= Task =
Present the lines below as a numbered list, leaving out any blank lines.

[Records from a point annotation dataset]
========
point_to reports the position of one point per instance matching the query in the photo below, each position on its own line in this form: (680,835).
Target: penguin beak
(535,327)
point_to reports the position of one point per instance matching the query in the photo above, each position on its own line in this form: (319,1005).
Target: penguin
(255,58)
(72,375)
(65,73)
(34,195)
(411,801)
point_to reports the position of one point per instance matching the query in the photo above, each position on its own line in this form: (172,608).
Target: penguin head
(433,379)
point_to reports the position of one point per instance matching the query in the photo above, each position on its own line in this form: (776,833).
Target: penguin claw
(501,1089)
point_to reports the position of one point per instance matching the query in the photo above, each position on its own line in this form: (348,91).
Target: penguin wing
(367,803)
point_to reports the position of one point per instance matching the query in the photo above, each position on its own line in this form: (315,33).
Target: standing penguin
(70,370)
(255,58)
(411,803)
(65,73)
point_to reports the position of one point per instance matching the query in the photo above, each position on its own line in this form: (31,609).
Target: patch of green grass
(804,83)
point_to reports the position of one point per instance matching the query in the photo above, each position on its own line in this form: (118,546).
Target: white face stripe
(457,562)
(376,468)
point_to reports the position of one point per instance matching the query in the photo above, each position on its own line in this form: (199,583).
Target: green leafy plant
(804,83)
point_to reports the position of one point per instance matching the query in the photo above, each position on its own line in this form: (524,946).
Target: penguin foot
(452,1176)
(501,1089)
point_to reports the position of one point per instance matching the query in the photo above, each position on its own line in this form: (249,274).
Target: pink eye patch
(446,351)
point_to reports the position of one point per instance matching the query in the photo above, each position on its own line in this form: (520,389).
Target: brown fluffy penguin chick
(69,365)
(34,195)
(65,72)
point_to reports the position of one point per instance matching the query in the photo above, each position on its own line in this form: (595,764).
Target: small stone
========
= Task result =
1. point_to reports the position of one point per instance matching the query in the photo below, each position on its own line in this form: (680,835).
2. Target: penguin beak
3. (535,327)
4. point_to reports the position of one point per instance matching the query in the photo above, each position on its own line in this form: (319,1005).
5. Target: penguin
6. (255,58)
7. (72,375)
8. (65,73)
9. (34,195)
10. (411,801)
11. point_to reports the position of one point per instance matching the query in the photo above, each position on its own line in this form: (172,608).
12. Target: penguin head
13. (433,379)
14. point_to reports the position of one point per instance matching the query in the photo above, each position on its own line in this form: (776,833).
15. Target: penguin claw
16. (501,1089)
17. point_to reports the position of one point per instance matching the query in the photo above, each position on its own line in this form: (348,91).
18. Target: penguin wing
19. (367,803)
20. point_to reports the position of one point per instance matching the query in the photo above, each position on its own line in this form: (315,33).
21. Target: standing penguin
22. (70,370)
23. (255,58)
24. (411,803)
25. (65,73)
26. point_to reports the position of one point per instance matching the query in the photo above, each position on its own line in this form: (31,609).
27. Target: patch of green grass
28. (804,83)
29. point_to reports the position of one point per instance matching the query in the photo above, each position on its own line in this form: (118,546).
30. Target: white face stripe
31. (457,562)
32. (376,468)
33. point_to reports the position of one point per instance matching the query in the photo above, each position on its own line in this form: (199,583).
34. Target: green leafy plant
35. (804,83)
36. point_to reports the position of one point per instance matching the query in the photo above, each position on its own line in this form: (524,946).
37. Target: penguin foot
38. (452,1176)
39. (501,1089)
40. point_to reports the position of one point per instance matching the query in the photo above, each position on its own line in this form: (249,274).
41. Target: pink eye patch
42. (446,351)
43. point_to reports the position of one point per instance matching the query in the photo above, each position on its own line in this form: (520,389).
44. Target: brown fluffy penguin chick
45. (69,365)
46. (34,195)
47. (65,72)
48. point_to reports the position of one point per instance matching the query in the photo above, each position on its own line in this form: (595,764).
49. Target: small stone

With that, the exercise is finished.